> TASK INSTRUCTIONS
Copy out every one of the rows below character for character, changing nothing.

[Items from a dataset]
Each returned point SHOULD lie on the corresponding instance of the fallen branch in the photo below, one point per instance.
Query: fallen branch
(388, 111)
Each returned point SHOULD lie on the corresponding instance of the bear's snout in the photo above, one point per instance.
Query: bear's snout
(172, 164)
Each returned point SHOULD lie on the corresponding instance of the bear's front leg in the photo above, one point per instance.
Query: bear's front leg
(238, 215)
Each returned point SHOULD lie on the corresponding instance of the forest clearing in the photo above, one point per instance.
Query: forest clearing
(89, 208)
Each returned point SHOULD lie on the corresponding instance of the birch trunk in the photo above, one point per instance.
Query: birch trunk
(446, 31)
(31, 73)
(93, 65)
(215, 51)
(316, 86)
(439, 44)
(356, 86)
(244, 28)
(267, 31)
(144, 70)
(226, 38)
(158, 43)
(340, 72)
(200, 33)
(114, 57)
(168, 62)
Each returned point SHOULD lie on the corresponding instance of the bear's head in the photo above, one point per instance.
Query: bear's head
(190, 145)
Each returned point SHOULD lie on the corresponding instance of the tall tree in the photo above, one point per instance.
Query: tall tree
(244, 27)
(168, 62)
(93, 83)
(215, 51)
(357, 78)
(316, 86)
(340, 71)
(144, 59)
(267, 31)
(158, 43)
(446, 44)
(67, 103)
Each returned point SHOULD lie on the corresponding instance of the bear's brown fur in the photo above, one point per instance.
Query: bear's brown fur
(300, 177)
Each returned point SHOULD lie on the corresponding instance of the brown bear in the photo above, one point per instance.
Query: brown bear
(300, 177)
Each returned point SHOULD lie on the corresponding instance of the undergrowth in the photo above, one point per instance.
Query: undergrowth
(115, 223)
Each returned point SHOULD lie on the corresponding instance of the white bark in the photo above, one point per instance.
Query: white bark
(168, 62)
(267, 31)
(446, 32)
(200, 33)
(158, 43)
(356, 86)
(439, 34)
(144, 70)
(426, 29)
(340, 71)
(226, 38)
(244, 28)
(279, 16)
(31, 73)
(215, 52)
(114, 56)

> TASK SOLUTION
Each returned point SHOULD lie on the corresponding instance of the fallen branch in the photo below, one point per instance.
Query: fallen branch
(388, 111)
Each returned point SHOULD lie on the corresponding instance of the bear's snout in the photo above, one point per instance.
Query: bear's snout
(172, 164)
Each returned point SHOULD lie on the corresponding instance of the bear's front leg in the photo above, one point per instance.
Query: bear's front leg
(238, 215)
Each returned point SHOULD lie on the corresponding instance of the forest clearing in the photo above, one point per instance.
Query: forest clearing
(89, 208)
Each returned point SHOULD lie on the corresponding instance of the birch trunk in the photo above, one point per instance.
Query: birch trunk
(446, 31)
(31, 73)
(93, 65)
(215, 51)
(316, 86)
(439, 44)
(356, 86)
(244, 28)
(267, 31)
(144, 70)
(226, 38)
(158, 43)
(340, 72)
(200, 33)
(114, 57)
(168, 62)
Each returned point SHOULD lie on the corresponding instance of the bear's head in the photo above, one point per instance.
Query: bear's head
(190, 145)
Each returned point SHOULD lie on the corresponding instance of the tall tree in the photo above, one point per instance.
Query: tall tree
(244, 27)
(168, 62)
(93, 83)
(215, 51)
(357, 78)
(316, 86)
(340, 71)
(144, 59)
(267, 31)
(158, 43)
(446, 44)
(67, 103)
Each returned point SHOULD lie on the corresponding instance of the bear's brown fur in the photo above, one point per instance.
Query: bear's brown fur
(300, 177)
Each returned point SHOULD lie on the corresponding instance of the brown bear in the photo above, one point per instance.
Query: brown bear
(300, 177)
Each returned point SHOULD lie on the corresponding instance of the undergrowth in the photo above, one point per instance.
Query: undergrowth
(115, 223)
Each returned point SHOULD lie on the corresponding instance of the white bark in the photo above, one point per instance.
Query: white bark
(168, 62)
(267, 31)
(446, 32)
(200, 33)
(158, 43)
(356, 86)
(439, 34)
(144, 70)
(426, 29)
(340, 71)
(226, 38)
(244, 28)
(279, 16)
(31, 73)
(215, 52)
(114, 56)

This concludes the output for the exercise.